◆ **Short task**
Write out exactly the lines below that run from the line containing "Given the image above, the detector locates the brown" through the last line of the records.

-- START OF Given records --

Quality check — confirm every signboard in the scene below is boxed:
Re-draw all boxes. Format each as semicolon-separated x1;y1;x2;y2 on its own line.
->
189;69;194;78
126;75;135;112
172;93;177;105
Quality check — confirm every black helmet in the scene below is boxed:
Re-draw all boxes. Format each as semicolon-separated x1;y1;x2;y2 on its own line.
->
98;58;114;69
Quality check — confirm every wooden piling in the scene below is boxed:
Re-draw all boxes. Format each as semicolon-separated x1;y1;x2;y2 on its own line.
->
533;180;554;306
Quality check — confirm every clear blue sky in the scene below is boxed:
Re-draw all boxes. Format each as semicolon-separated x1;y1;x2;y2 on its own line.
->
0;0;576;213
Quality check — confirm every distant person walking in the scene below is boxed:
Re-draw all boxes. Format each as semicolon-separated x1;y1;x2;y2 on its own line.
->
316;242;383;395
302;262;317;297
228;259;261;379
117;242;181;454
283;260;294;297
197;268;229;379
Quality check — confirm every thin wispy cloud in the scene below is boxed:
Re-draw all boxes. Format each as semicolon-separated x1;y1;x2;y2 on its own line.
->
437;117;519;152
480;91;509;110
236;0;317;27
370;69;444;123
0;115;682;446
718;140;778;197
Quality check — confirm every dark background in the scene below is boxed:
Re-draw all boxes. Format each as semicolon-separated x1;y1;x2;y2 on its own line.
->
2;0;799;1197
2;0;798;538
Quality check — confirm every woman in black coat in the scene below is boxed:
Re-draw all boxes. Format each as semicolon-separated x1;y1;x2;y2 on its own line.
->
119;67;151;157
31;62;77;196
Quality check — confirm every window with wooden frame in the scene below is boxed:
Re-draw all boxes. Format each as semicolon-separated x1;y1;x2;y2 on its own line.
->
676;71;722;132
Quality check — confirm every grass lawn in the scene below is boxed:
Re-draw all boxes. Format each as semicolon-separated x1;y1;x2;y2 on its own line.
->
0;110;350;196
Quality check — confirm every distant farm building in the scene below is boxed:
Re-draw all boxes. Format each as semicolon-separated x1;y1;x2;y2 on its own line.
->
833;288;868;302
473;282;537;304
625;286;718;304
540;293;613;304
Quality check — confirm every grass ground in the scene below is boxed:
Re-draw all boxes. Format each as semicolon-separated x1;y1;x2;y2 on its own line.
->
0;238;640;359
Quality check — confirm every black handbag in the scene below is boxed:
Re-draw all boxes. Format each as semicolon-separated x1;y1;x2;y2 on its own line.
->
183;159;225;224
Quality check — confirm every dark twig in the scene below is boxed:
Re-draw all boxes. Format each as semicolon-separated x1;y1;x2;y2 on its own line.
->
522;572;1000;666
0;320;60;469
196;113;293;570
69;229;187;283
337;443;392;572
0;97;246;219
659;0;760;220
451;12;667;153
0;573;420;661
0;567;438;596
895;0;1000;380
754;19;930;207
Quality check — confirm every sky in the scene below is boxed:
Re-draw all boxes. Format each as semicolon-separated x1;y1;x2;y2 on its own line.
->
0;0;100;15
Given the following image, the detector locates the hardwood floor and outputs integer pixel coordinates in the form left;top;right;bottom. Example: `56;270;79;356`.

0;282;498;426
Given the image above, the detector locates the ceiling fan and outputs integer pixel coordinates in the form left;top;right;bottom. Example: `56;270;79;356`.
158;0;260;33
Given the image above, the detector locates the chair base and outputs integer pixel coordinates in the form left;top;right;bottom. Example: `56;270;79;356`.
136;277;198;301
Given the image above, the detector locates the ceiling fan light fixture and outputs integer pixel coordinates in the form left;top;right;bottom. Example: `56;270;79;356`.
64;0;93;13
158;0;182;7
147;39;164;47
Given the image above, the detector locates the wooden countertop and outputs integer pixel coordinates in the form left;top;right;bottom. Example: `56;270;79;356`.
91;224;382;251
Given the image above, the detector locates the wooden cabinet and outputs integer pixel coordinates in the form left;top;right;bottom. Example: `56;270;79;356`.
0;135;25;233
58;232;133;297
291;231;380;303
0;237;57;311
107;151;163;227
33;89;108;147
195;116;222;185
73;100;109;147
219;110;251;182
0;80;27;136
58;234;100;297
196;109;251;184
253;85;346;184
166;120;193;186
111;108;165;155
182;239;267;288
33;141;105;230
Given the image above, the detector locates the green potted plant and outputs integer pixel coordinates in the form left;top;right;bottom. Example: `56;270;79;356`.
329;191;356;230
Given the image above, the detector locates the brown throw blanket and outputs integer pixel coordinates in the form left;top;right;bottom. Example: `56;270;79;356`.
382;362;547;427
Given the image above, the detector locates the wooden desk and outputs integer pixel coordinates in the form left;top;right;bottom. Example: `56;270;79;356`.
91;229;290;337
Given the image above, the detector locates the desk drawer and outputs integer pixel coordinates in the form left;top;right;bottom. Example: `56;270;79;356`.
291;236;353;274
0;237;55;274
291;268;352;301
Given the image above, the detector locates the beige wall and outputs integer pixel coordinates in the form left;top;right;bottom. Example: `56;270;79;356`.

-- END OF Given records --

◆ **Task response**
Given the image above, the detector locates the brown throw blanket and outputs integer pixel coordinates in the form left;top;right;bottom. Example: `56;270;79;356`.
382;362;547;427
Given the image above, the detector locates the wooden desk and outputs integer pixel coordinates in the form left;top;right;bottom. Example: `56;270;79;356`.
91;229;290;337
Given the image above, the detector locates the desk drawer and outputs integer pixel coordinates in the form left;top;right;bottom. Example: `56;270;79;356`.
291;236;353;274
0;237;55;274
291;268;352;301
Given the image above, the detector locates the beige wall and outputs integer pixel coordinates in the form left;top;right;bottom. Example: `56;270;79;356`.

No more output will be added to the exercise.